• [Information given]
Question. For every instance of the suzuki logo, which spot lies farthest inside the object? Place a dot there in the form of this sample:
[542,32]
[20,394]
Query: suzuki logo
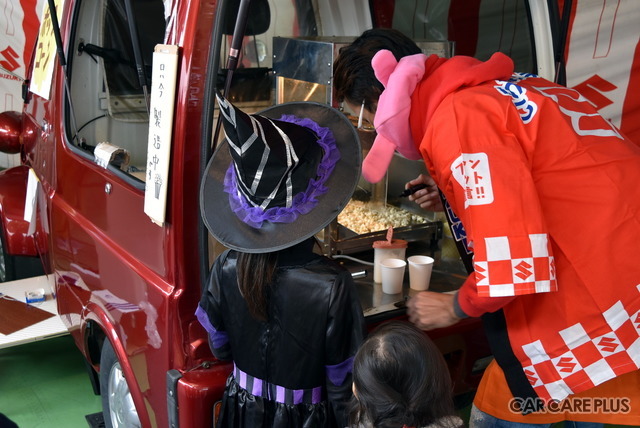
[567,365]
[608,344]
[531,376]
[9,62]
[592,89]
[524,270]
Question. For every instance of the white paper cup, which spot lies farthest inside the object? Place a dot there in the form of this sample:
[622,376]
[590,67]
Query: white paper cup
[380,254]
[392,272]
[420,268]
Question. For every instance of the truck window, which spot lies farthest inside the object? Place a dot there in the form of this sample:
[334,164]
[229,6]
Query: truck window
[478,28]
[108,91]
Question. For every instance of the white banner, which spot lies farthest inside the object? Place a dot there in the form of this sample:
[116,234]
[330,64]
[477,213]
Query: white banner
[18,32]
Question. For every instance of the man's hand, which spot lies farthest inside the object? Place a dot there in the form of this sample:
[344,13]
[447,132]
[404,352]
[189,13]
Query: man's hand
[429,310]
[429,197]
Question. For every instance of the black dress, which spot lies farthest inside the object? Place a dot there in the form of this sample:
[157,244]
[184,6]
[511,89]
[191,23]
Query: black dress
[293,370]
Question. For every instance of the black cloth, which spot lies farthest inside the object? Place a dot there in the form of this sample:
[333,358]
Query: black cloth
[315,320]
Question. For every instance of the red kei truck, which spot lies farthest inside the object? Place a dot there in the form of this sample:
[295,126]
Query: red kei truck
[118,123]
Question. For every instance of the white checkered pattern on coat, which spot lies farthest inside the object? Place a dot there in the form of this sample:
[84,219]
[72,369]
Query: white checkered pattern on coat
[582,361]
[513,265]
--
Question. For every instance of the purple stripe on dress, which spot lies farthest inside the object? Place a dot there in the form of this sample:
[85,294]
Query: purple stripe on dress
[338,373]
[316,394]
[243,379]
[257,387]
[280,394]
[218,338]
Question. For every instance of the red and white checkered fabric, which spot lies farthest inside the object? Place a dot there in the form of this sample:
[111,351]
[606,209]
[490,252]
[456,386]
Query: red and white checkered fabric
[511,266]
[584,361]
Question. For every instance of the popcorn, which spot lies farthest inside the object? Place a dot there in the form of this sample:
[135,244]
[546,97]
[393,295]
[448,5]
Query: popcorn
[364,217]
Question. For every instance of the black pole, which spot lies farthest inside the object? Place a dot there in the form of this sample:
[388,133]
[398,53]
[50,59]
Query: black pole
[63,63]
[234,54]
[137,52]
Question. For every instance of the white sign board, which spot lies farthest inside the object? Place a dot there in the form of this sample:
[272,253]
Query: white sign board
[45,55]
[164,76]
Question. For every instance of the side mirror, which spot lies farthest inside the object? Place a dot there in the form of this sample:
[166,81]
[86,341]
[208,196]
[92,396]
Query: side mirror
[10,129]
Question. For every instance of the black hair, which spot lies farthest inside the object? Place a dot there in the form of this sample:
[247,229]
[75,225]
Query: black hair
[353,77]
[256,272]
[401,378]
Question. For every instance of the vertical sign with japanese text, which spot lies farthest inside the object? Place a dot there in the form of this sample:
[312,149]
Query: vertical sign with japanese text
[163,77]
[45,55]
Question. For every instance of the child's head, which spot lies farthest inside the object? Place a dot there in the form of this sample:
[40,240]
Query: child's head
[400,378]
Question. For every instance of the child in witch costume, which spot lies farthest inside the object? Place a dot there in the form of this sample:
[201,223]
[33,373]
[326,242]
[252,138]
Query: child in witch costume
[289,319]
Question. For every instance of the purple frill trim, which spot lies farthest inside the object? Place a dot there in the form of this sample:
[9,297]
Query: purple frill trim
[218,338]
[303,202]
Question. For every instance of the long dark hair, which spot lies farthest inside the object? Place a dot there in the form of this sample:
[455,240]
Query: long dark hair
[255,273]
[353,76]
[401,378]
...
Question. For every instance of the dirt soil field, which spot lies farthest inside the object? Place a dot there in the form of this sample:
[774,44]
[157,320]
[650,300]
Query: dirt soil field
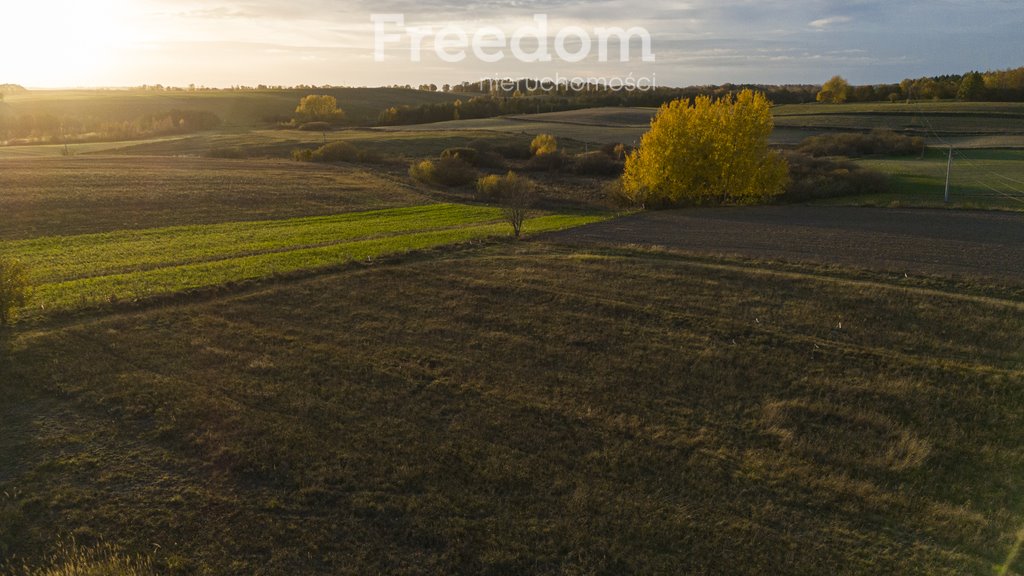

• [Problem]
Return each line of the material above that contains the string "pattern".

• [Solution to this task]
Question. For every instance of the white checkered pattern on coat, which spot lies farthest inside the object? Place a dot there in the form of this sample:
Query: white checkered pattern on coat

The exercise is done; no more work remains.